» About this task: All of the data must be returned word for word.

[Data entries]
-=-=-
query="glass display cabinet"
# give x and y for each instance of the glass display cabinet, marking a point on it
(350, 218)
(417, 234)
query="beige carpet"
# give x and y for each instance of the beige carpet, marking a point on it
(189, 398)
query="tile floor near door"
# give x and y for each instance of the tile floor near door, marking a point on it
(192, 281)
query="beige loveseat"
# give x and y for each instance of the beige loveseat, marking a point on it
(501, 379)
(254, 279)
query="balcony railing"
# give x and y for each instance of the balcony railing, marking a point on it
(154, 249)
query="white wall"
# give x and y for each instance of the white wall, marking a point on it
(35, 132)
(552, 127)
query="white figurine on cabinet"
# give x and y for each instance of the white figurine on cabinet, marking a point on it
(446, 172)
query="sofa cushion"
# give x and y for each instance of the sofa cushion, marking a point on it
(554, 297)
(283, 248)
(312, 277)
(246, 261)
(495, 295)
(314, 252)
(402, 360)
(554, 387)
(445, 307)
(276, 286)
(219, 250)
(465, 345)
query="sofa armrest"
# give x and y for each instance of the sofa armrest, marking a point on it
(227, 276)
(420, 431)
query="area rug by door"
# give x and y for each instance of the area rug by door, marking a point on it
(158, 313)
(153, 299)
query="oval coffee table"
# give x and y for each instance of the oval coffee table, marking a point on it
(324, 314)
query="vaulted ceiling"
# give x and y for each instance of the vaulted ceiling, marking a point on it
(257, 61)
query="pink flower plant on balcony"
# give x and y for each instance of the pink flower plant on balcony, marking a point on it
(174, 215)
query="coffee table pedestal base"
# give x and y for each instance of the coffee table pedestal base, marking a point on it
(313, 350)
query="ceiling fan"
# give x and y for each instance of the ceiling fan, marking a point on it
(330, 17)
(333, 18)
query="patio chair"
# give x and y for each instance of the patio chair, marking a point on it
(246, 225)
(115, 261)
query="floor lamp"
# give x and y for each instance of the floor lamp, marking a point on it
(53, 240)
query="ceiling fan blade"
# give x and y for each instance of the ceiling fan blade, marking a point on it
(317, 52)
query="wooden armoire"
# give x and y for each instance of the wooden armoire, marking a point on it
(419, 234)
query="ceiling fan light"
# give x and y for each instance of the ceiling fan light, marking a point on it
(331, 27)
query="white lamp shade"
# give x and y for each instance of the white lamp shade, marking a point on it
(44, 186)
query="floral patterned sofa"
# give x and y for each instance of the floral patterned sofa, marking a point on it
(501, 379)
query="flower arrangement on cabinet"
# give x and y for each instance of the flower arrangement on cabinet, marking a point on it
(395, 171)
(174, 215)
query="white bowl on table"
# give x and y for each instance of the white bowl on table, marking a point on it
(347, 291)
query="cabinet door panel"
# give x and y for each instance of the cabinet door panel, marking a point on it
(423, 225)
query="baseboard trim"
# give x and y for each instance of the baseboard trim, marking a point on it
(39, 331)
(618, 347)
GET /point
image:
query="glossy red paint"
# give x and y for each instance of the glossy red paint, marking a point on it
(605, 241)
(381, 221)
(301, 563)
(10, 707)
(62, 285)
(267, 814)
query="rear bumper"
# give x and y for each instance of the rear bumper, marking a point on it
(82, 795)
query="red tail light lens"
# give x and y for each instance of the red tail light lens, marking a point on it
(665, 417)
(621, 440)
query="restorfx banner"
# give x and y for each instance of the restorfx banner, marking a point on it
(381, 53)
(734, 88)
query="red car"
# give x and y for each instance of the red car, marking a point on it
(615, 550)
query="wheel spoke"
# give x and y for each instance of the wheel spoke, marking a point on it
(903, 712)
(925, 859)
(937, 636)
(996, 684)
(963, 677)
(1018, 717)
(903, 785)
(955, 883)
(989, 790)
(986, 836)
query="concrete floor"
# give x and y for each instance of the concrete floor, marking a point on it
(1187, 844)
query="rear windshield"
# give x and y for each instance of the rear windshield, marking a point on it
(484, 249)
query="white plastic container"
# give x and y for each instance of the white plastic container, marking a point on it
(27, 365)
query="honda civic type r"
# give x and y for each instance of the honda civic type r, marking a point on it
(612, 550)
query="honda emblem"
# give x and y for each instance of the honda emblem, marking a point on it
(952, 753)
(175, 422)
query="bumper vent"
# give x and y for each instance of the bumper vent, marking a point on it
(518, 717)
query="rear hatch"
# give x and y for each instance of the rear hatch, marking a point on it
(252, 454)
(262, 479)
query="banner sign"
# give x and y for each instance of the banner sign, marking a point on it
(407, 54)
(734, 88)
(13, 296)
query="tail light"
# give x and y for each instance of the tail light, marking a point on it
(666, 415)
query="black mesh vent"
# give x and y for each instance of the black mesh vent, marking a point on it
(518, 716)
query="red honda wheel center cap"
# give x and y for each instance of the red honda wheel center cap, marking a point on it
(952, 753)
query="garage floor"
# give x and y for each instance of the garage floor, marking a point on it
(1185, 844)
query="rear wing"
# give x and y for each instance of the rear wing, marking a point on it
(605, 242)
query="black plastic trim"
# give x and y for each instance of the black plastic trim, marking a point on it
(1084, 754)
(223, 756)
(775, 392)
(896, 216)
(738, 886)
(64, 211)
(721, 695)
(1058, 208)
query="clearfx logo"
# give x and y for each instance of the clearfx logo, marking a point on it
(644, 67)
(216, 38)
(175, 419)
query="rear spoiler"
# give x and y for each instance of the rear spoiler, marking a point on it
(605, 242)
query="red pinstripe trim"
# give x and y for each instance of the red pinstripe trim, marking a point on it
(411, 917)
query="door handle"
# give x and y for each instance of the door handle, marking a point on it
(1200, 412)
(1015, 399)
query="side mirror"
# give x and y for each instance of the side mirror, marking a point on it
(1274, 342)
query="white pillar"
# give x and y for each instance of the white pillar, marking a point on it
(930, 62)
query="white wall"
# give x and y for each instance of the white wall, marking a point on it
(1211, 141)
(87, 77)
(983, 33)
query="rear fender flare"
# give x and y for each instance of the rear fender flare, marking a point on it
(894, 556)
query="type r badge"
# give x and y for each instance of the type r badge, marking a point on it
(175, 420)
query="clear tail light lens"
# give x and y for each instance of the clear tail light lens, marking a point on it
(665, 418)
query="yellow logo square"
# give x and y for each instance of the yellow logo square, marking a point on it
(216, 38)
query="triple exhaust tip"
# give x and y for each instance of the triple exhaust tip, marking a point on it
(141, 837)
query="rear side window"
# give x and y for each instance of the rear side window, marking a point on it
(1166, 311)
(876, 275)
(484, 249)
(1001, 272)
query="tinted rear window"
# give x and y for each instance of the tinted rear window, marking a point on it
-=-=-
» Task output:
query="glass display cabinet"
# give x and y for each instance of the glass display cabinet, marking a point on it
(350, 218)
(417, 234)
query="beige carpet"
# give x and y for each instance of the beige carpet, marking a point on it
(189, 398)
query="tile floor near door"
# give x and y for each instance of the tile floor near door, marking a point on it
(192, 281)
query="beige loveseat"
# give x and y for each instance of the beige loveseat, marking a point on it
(501, 379)
(254, 279)
query="balcony railing"
# give x and y for each instance of the balcony railing, marking a point on it
(154, 249)
query="white wall"
# give x and y for each instance of the white wall, marking a point on it
(35, 132)
(552, 127)
query="white figurine on cabinet"
# give x and y for each instance of the white figurine on cabinet, marking a point on it
(446, 172)
query="sofa cushion"
# give x and y for each instance of the sofa cushion, marking a point on it
(554, 297)
(283, 248)
(312, 277)
(246, 261)
(495, 295)
(314, 252)
(402, 360)
(554, 387)
(445, 307)
(276, 286)
(219, 250)
(465, 345)
query="sofa armrest"
# give x and y for each instance of the sofa armrest, marking a point on it
(227, 276)
(420, 431)
query="area rug by door"
# give x and y for each instance of the area rug by door, marking a point on it
(158, 313)
(153, 299)
query="oval coffee table"
# give x and y for each instance of the oval coffee table, marking a point on it
(324, 314)
query="vaulted ceiling"
# give x and y for each instance of the vaulted ceiling, marking a point on it
(257, 61)
query="pink flower plant on balcony"
# give x and y for each instance of the pink flower plant on balcony, marking a point on it
(174, 215)
query="coffee table pedestal base"
# give x and y for each instance of the coffee table pedestal base, marking a point on it
(313, 350)
query="ceiling fan"
# give x and y for each instance of the ceiling fan, marking a point on it
(330, 17)
(333, 18)
query="patio chair"
# give x and y for each instance of the patio chair, marking a point on it
(246, 225)
(115, 261)
query="floor lamp"
# give x and y for each instance of the floor lamp, marking a point on it
(53, 240)
query="ceiling fan blade"
# give x and y for each instance of the ceiling fan blade, marking a point on it
(317, 52)
query="wooden armoire"
# give x and y for each instance of the wooden armoire, marking a point on it
(419, 234)
query="ceiling fan light"
# give x and y for each instance of the ceiling fan light, marking a point on it
(331, 27)
query="white lamp shade"
# give x and y for each instance of the white lamp shade, marking a point on it
(44, 186)
query="floral patterned sofa"
# give x and y for each instance of the floral patterned sofa, marking a point on it
(501, 379)
query="flower arrangement on cabinet"
# give x and y for each instance of the flower arrangement on cabinet, marking a point on it
(395, 171)
(174, 215)
query="white bowl on table"
# give x and y for each instance of the white bowl on table, marking a point on it
(347, 291)
query="cabinet door panel"
# give x and y for each instance of the cabinet door panel, marking a point on it
(423, 225)
query="baseboard trim"
# give x and y for each instance of the baseboard trim, marking a point on it
(39, 331)
(618, 347)
GET /point
image:
query="glossy red paint"
# give x and y for each instance of the glossy red paint, marking a point on it
(605, 241)
(381, 221)
(301, 563)
(10, 707)
(62, 285)
(267, 814)
query="rear bumper"
# give x and y for each instance of the rear bumper, marking a point on it
(82, 795)
query="red tail light lens"
# give x and y for each instance of the red tail light lens, marking a point on it
(665, 417)
(621, 440)
query="restorfx banner"
# give x and y for each instance of the restorfx banner, marking a point on it
(381, 53)
(734, 88)
query="red car"
# give x and y for each instance of the red car, marking a point on it
(615, 550)
query="wheel spoke"
# give x and y for each instance of the wheel spoke, marking a point on it
(903, 712)
(925, 859)
(937, 636)
(996, 684)
(963, 677)
(1018, 717)
(903, 785)
(955, 883)
(989, 790)
(986, 836)
query="concrete floor"
# give x and y for each instance of the concrete floor, marking a point on it
(1187, 844)
query="rear windshield"
# give x and y for each instance of the rear windshield, marking a point on it
(484, 249)
query="white plastic container"
# give x and y for each instance of the white plastic container, marking a point on it
(27, 365)
query="honda civic type r"
# give x and y for each instance of the honda civic type r, marking a point on it
(612, 550)
query="honda emblem"
# give x and y for each instance of the honda emblem, marking a point on it
(952, 753)
(175, 422)
query="bumper vent"
# give x and y for each instance of the bumper vent, marking a point on it
(518, 717)
query="rear hatch"
# give x and y for each instance of the rear hatch, marking a point on it
(252, 454)
(262, 479)
query="banner sign"
# give x and y for each instance of the banner sign, marking a point on it
(407, 54)
(734, 88)
(13, 296)
query="tail light"
# give x and y for each instance of the tail light, marking a point on it
(666, 415)
query="black mesh vent"
# give x and y for each instance of the black mesh vent, marking a point on it
(518, 716)
query="red honda wheel center cap"
# give x and y for each instance of the red honda wheel center cap, marking a point on it
(952, 753)
query="garage floor"
# give x and y for each instance of the garage floor, marking a point on it
(1185, 844)
query="rear wing"
# give x and y for each instance of the rear wing, marking a point on it
(605, 242)
query="black plastic trim"
# give x and y for each instance of the black plastic trim, marking a point on it
(1084, 754)
(223, 756)
(775, 392)
(896, 216)
(738, 886)
(64, 211)
(721, 695)
(1058, 208)
query="clearfx logo"
# give x and y for each instance of the clearfx logo, marking a point on it
(644, 67)
(216, 38)
(175, 419)
query="rear spoiler"
# give x and y for each instance of the rear spoiler, marking a point on it
(605, 242)
query="red pinstripe trim"
# give x and y for each instance of the red pinstripe trim, marking a point on it
(411, 917)
query="door handle"
# give x and y for each instance of the door handle, marking a point on it
(1200, 412)
(1015, 399)
query="side mirror"
# give x and y for each instance of the side mirror, marking a point on it
(1274, 342)
query="white pillar"
# give x and y for each instance of the white pillar, marking a point on it
(930, 62)
query="white wall"
# give x and y for each instance of the white wall, marking a point on it
(1211, 141)
(87, 77)
(983, 33)
query="rear fender flare"
# give x and y for each instance of the rear fender flare, marking a point on it
(894, 556)
query="type r badge"
# give x and y for each instance of the type r badge, marking a point on it
(175, 420)
query="clear tail light lens"
# give x and y for each instance of the clear tail light lens, marking a point on it
(665, 418)
query="yellow logo square"
# give x and y for each instance of the yellow logo square, marking a point on it
(216, 38)
query="triple exhaust tip"
# give x and y for each instance of the triple exhaust tip, marking a point on it
(141, 837)
query="rear side window"
# give x and y for each instance of the rear side window, marking a point on it
(1166, 311)
(876, 275)
(484, 249)
(1001, 272)
query="tinted rear window"
# give x and y for each instance of the tinted rear window, marking a point on it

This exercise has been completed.